··· Text excerpt
According to the University of Waterloo, adults who start drawing can increase their memory. “Older adults who take up drawing could enhance their memory,” says the new study. Researchers from the University of Waterloo found that even if people weren’t good at it, “drawing, as a method to help retain new information, was better than re-writing notes, visualization exercises or passively looking at images.” Other than alternate study techniques, like writing or memorizing, the study “found that drawing enhanced memory in older adults more.”
More than that, as people get older, they are more susceptible to diseases like dementia. The study’s findings concluded that drawing could potentially help, and that those who have huge memory and language loss would benefit from drawing. This is because the parts of the brain not affected by dementia benefit from drawing, and can be therapeutic for dementia patients who are struggling with the disease.
What was studied
The study was a series, where the researchers asked adult participants to perform memory techniques on information, like words “truck” or “pear,” and tested them on it. In the tests, participants would either write the words, list physical attributes, or draw what the word meant. After each method, their memory was studied to see which method was best at retention.
When it came down to it, drawing won out because it exercised variations of producing the information given, like semantic, motoric, spatial, and visual. Additionally, since drawing is so simple, it can be used in different settings as well. 20% of participants remembered words they wrote, but 45% remembered terms they drew.
As stated earlier, memory can worsen as people get older. Simply put, this is because peoples’ brains start to break down—especially the parts that are linked to memory, like the hippocampus and frontal lobes. The reason drawing works so well in retaining memory is because the part of the brain that processes things in images and pictures remain mostly intact when aging.
······
··· Data section
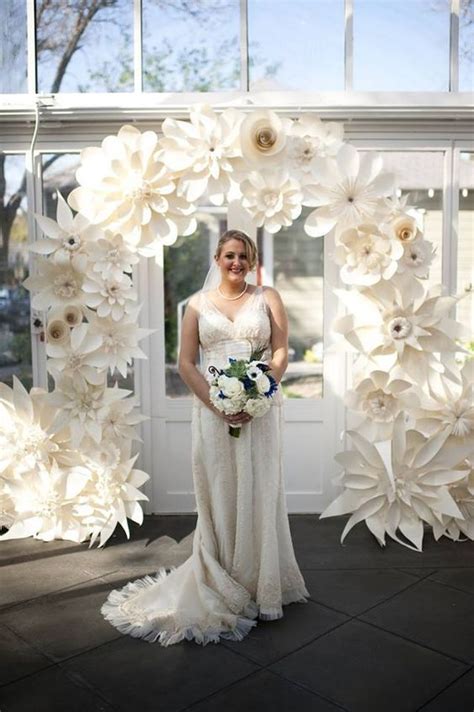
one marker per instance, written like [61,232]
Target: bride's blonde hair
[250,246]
······
··· Data section
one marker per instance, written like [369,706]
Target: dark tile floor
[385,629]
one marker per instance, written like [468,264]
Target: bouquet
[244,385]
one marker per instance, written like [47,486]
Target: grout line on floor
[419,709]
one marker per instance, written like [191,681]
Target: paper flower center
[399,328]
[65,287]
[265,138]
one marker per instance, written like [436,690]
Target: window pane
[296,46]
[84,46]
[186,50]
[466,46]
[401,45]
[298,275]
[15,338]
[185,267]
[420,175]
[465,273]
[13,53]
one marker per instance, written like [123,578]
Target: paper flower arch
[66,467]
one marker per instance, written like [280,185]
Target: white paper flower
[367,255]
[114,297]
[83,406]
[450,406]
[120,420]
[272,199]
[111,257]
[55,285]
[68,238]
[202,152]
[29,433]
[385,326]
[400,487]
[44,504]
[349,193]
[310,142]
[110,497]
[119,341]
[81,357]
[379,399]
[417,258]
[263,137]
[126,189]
······
▸ **Instructions for the task**:
From the text on drawing and memory, return the passage between "What was studied" and "best at retention.", inclusive, copied word for word. The lines are separate material, unrelated to the text on drawing and memory.

▸ **Completed exercise**:
What was studied
The study was a series, where the researchers asked adult participants to perform memory techniques on information, like words “truck” or “pear,” and tested them on it. In the tests, participants would either write the words, list physical attributes, or draw what the word meant. After each method, their memory was studied to see which method was best at retention.